### [Task directions]
Continue the email thread about IPv4 source filtering and DHCPv6 address assignment, picking up right after its final sentence.
— Begin Text block —
On Sep 9, 2010, at 9:48 PM, Mikael Abrahamsson wrote:

> On Thu, 9 Sep 2010, Fred Baker wrote:
> 
>> Does that solve all problems? obviously not. It does limit the impact of 
>> certain classes of attacks. IP Source Guard, a feature from my company and 
>> also from some others, is essentially the same thing for IPv4, and appears 
>> to be popular in certain quarters.
> 
> Exactly. DHCPv4 inspection, forced-forwarding etc, all these make IPv4 
> deployable in low-cost L2 switch environment. This is the reason the same 
> ISPs deploying the above would like to run completely without RAs (or at 
> least block RAs from all customer ports) and rely completely on DHCPv6 for 
> address hand-out, because then the L2 device can inspect this and implement 
> filters.

BTW, let me ask a question that came up recently "back at the ranch".
— End Text block —
— Begin Provided records —
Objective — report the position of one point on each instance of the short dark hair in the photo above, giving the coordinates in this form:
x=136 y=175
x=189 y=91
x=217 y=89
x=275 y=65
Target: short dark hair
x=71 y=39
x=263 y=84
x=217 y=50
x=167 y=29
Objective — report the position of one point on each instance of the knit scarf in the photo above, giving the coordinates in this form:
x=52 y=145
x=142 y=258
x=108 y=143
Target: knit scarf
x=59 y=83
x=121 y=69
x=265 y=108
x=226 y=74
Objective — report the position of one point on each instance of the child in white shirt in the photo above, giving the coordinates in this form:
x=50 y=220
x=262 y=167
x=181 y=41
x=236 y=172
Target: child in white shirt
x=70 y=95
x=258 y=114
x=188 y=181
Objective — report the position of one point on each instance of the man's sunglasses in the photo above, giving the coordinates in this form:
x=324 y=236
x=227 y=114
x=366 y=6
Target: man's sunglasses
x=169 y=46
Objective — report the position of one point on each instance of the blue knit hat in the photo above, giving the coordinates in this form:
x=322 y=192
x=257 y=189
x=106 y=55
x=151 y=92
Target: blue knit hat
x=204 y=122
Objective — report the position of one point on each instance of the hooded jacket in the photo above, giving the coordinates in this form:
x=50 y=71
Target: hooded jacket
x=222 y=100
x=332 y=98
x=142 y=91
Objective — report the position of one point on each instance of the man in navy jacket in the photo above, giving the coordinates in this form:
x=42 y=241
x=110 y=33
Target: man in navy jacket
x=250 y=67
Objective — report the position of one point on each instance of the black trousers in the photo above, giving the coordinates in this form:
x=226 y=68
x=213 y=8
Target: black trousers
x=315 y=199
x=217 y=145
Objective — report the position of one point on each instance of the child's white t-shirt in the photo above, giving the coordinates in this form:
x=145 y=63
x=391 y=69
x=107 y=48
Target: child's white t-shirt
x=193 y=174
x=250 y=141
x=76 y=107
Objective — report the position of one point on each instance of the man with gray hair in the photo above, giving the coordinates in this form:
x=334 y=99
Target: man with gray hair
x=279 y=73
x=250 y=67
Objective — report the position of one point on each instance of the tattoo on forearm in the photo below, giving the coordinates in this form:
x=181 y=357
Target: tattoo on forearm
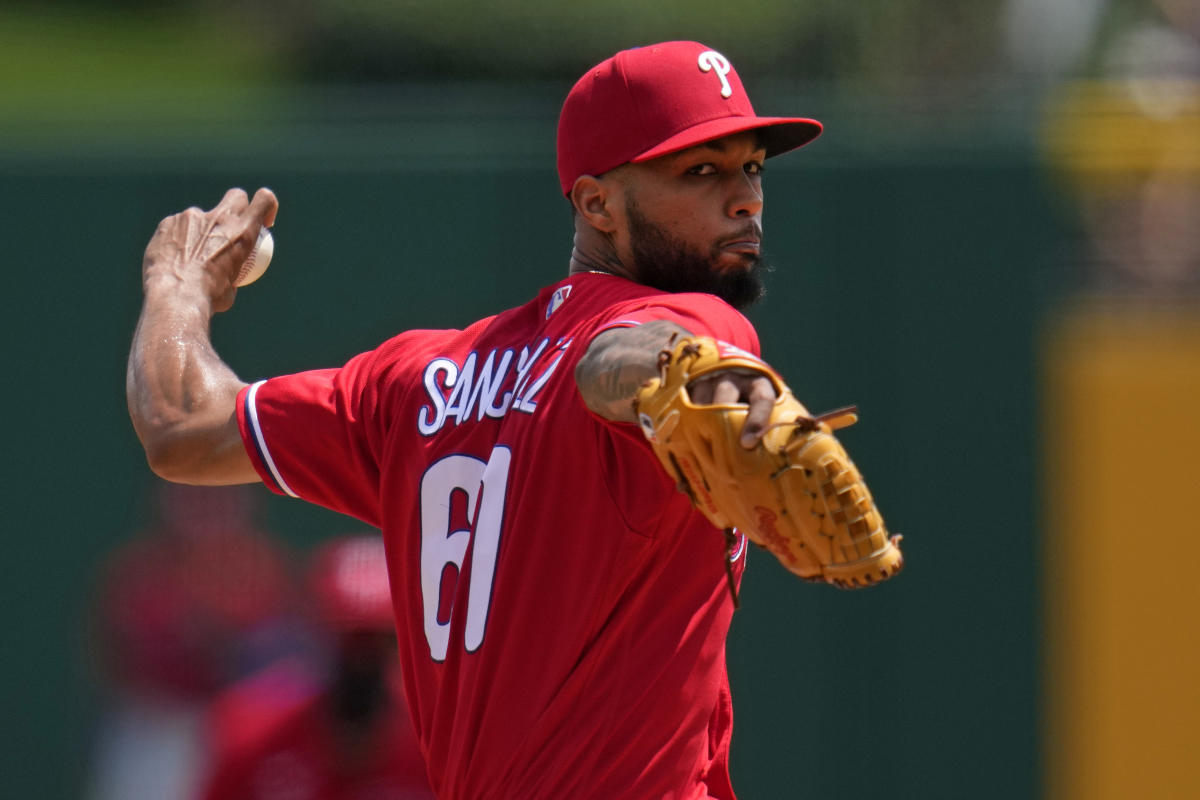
x=618 y=362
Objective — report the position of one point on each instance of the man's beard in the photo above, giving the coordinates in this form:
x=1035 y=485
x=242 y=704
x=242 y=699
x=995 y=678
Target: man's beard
x=666 y=263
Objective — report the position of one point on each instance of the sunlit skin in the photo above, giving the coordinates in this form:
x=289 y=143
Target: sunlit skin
x=707 y=200
x=708 y=197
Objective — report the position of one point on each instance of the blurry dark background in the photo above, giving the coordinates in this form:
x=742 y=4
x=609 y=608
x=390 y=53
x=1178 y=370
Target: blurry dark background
x=990 y=172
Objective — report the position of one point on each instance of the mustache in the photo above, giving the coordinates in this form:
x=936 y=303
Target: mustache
x=749 y=232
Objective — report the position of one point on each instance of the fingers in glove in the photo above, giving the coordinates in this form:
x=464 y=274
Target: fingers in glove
x=762 y=400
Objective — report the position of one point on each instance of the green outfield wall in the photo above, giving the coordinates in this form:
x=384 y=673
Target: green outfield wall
x=905 y=282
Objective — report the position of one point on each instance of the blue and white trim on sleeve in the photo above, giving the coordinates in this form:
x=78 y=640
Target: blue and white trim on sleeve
x=264 y=455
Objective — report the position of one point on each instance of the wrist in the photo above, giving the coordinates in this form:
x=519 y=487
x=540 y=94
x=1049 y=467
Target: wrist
x=172 y=288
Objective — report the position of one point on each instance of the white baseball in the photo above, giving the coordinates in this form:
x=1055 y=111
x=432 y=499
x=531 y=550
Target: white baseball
x=258 y=260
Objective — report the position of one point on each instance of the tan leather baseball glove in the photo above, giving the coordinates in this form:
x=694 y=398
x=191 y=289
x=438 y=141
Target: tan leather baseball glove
x=797 y=493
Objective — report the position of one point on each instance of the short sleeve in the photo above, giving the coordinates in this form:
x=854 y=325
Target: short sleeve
x=317 y=435
x=703 y=314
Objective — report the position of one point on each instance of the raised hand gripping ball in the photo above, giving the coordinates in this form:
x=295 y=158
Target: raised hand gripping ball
x=258 y=260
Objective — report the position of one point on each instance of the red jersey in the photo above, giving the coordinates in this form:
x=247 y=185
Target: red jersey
x=561 y=607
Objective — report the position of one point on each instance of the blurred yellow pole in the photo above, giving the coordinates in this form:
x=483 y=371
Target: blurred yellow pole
x=1122 y=575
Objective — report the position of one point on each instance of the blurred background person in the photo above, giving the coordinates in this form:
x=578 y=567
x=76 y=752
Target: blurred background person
x=185 y=608
x=334 y=731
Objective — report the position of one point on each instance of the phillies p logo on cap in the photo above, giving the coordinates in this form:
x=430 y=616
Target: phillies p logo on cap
x=719 y=64
x=653 y=101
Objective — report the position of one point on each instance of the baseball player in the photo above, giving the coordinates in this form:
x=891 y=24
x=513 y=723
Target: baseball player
x=561 y=606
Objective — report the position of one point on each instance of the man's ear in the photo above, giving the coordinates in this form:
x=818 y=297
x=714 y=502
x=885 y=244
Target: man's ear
x=593 y=200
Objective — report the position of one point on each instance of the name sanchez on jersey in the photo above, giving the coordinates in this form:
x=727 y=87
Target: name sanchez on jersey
x=501 y=384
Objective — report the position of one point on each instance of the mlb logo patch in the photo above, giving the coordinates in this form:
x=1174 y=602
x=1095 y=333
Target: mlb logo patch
x=558 y=299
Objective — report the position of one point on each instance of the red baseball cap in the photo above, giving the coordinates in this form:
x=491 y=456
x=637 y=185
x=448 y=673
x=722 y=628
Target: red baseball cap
x=652 y=101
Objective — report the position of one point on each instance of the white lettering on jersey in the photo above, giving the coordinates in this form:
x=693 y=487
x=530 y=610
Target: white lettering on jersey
x=712 y=60
x=478 y=390
x=430 y=423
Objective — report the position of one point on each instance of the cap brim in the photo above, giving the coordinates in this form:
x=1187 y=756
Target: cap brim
x=779 y=134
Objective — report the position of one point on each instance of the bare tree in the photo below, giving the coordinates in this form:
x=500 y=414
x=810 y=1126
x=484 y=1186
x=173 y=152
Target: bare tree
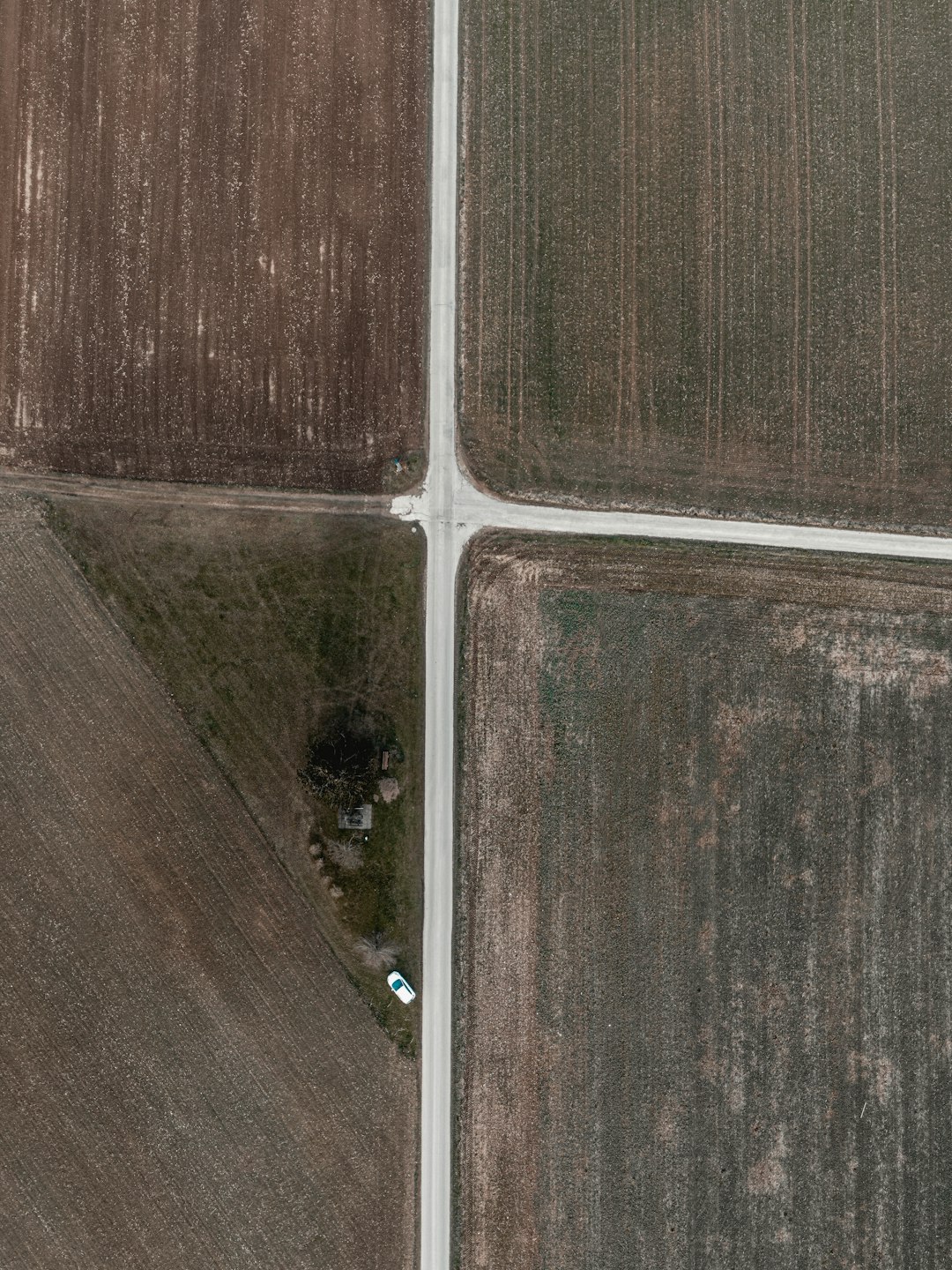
x=377 y=950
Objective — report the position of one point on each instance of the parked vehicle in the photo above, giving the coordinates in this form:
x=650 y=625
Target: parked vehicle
x=401 y=987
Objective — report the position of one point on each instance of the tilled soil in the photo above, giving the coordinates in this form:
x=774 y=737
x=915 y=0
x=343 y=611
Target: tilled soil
x=703 y=929
x=706 y=256
x=190 y=1079
x=212 y=240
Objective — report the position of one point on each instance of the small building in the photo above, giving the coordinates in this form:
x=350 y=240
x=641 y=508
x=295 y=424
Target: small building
x=357 y=817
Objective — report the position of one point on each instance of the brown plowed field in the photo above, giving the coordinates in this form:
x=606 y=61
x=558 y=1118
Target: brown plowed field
x=188 y=1077
x=212 y=238
x=704 y=915
x=706 y=256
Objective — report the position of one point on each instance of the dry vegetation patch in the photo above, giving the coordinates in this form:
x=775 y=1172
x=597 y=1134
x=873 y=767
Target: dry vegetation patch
x=212 y=238
x=706 y=253
x=264 y=626
x=190 y=1080
x=704 y=1012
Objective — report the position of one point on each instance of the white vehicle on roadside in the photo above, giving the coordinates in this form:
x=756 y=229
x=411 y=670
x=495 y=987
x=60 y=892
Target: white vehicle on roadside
x=401 y=987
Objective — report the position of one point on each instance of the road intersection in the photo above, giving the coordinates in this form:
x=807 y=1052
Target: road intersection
x=450 y=510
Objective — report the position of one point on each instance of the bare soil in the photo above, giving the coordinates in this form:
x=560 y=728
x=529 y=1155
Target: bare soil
x=212 y=239
x=706 y=254
x=703 y=923
x=262 y=625
x=190 y=1077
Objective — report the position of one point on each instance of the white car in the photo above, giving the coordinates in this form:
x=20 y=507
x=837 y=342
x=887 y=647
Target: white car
x=401 y=987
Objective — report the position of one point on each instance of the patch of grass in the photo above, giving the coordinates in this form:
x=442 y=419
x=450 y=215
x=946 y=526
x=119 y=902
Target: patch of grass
x=262 y=626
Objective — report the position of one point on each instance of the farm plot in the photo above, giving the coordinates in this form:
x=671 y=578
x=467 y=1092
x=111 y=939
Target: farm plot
x=706 y=256
x=704 y=1006
x=263 y=626
x=212 y=239
x=190 y=1079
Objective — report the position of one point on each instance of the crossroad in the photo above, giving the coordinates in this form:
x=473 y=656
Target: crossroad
x=450 y=510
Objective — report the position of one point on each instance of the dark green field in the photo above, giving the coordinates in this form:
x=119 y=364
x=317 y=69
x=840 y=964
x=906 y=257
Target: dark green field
x=704 y=917
x=262 y=625
x=706 y=256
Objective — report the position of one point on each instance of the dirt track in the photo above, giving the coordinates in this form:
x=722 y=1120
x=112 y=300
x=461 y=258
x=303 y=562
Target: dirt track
x=213 y=240
x=190 y=1079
— End Provided records —
### [Result of this task]
As you no doubt know, there has been discussion on NANOG re RFC 5157 "IPv6 
Implications for Network Scanning", which basically asserts that nobody in 
their right mind would address-scan an IPv6 network. Guess what, someone did, 
demonstrating that as smart as some hacks are, some of them are a little out of 
touch. BTW, there are ways to optimize an address scan, for the more-clueful 
hack (draft-baker-v6ops-greynet), and even if one can't actually scan the 
addresses, one can use a scan to attack other things.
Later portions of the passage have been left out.